[Dataset excerpt]
-------------------------

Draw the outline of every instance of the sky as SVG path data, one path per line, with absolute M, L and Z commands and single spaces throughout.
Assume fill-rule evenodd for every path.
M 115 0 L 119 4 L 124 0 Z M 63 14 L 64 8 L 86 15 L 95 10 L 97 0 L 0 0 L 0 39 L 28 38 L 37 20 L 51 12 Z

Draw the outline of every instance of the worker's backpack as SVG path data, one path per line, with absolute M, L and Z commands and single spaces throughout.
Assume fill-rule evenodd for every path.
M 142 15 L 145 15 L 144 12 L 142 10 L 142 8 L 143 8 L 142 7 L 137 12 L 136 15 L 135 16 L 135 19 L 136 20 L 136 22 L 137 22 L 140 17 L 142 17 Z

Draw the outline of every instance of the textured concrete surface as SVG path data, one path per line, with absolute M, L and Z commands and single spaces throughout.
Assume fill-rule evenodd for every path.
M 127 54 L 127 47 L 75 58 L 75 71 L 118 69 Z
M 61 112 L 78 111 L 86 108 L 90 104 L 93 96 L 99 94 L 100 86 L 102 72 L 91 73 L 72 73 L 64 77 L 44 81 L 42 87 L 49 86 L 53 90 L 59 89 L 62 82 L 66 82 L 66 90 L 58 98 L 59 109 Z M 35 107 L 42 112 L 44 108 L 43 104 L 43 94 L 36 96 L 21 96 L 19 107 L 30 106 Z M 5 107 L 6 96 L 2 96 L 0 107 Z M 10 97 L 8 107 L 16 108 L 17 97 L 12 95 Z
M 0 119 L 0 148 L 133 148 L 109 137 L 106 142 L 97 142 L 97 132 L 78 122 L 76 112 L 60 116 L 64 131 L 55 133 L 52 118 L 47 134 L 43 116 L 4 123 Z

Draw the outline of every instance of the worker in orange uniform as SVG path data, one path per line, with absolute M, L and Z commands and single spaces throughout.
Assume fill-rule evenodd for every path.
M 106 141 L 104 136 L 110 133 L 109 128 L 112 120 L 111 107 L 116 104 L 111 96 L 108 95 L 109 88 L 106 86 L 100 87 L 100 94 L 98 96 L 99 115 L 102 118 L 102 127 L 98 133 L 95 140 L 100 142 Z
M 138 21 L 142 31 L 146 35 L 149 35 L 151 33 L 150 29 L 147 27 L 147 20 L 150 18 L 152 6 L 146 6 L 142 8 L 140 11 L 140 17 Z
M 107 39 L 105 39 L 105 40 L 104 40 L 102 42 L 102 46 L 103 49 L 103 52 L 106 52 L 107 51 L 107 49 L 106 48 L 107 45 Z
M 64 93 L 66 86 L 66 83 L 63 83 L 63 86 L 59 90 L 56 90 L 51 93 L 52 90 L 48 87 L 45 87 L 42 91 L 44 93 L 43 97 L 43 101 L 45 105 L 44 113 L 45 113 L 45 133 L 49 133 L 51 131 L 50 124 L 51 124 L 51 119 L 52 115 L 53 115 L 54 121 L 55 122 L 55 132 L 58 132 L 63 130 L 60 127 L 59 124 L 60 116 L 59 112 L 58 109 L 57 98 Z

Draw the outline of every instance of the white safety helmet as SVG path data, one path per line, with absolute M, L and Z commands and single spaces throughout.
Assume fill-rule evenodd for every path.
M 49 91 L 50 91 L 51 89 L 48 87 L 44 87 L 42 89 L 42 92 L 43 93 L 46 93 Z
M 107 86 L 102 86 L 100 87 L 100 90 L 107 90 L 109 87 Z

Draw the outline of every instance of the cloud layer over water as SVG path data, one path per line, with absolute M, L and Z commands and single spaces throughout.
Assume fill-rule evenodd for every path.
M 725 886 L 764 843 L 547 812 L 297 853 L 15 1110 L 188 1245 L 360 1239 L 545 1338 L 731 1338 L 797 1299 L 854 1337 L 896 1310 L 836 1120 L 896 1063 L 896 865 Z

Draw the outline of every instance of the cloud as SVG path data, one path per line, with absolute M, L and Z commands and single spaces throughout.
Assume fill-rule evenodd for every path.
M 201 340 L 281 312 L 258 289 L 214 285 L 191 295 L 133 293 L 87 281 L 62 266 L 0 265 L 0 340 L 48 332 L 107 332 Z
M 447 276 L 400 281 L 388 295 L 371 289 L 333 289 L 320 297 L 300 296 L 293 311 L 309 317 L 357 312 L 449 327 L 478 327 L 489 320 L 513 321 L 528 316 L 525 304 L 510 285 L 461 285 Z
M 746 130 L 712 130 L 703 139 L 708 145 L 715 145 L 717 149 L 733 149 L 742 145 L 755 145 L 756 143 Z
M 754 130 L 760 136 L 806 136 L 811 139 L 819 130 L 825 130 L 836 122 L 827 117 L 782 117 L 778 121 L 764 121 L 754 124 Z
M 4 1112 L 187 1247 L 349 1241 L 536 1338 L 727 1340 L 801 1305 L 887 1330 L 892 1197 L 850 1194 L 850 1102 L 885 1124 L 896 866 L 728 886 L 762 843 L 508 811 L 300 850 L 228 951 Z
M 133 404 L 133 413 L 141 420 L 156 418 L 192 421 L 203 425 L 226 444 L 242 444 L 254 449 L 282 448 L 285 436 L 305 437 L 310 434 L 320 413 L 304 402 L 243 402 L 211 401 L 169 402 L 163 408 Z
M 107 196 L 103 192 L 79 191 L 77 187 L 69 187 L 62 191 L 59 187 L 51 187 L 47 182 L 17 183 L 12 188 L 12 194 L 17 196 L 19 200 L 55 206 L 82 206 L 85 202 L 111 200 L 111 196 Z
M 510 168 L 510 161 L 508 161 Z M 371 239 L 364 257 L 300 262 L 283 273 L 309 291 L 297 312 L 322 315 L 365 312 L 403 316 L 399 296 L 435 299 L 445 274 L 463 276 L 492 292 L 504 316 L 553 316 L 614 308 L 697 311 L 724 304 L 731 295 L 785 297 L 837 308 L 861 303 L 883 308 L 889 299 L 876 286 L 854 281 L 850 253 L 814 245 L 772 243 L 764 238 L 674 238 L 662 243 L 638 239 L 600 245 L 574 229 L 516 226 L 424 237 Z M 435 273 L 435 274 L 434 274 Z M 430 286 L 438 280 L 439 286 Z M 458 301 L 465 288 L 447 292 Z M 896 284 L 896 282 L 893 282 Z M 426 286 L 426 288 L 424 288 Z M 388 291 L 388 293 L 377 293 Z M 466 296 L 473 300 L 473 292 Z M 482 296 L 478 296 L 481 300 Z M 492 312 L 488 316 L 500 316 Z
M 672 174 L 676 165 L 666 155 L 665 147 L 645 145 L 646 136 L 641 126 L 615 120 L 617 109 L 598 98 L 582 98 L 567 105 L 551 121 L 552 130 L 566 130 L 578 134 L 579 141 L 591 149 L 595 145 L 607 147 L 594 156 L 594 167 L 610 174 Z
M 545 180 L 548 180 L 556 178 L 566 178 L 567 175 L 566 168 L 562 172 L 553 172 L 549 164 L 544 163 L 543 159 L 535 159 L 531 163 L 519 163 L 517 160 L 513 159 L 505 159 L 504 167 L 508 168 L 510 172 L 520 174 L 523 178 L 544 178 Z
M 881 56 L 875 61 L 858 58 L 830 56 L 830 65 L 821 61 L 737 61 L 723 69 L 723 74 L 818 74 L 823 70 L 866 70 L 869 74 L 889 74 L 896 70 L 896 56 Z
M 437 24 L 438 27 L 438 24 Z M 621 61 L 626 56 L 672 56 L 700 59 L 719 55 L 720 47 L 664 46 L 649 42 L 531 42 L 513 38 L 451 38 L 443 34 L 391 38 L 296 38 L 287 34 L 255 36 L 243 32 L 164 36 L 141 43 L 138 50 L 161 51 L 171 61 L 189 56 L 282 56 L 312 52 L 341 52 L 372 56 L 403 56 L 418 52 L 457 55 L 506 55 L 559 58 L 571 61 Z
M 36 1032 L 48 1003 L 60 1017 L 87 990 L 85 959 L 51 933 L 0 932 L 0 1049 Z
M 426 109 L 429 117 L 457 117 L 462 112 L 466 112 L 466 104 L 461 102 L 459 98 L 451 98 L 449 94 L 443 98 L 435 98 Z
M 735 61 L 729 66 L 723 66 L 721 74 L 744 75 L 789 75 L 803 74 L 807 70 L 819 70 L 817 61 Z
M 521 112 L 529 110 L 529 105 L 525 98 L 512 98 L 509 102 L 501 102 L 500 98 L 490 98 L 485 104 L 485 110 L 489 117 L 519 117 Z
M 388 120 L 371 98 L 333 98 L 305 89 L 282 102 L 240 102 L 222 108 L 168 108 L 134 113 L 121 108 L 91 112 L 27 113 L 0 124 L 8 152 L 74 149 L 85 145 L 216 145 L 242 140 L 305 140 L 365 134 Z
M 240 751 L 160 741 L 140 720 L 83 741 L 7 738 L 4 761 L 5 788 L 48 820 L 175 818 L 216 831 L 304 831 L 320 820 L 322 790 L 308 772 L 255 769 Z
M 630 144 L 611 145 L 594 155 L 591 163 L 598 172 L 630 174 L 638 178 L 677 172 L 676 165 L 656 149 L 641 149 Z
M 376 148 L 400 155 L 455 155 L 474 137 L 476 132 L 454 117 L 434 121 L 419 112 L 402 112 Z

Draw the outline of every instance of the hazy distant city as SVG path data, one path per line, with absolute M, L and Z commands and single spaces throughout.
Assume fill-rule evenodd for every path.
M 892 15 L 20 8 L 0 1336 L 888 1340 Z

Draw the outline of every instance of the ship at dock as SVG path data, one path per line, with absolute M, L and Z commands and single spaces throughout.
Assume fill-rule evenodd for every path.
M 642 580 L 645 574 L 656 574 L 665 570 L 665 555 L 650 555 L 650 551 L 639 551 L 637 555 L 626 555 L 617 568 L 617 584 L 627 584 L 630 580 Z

-------------------------

### Required task:
Reproduce the records between the line containing "Draw the outline of every instance of the textured" and the line containing "M 127 54 L 127 47 L 75 58 L 75 71 L 118 69 Z", inclusive, increasing every coordinate in the path data by 39 and leaving all other text unchanged.

### Written answer:
Draw the outline of every instance of the textured concrete surface as SVG path data, one path per line, with absolute M, L and Z commands and single spaces throughout.
Assume fill-rule evenodd for every path.
M 166 93 L 166 86 L 114 97 L 114 110 L 157 108 Z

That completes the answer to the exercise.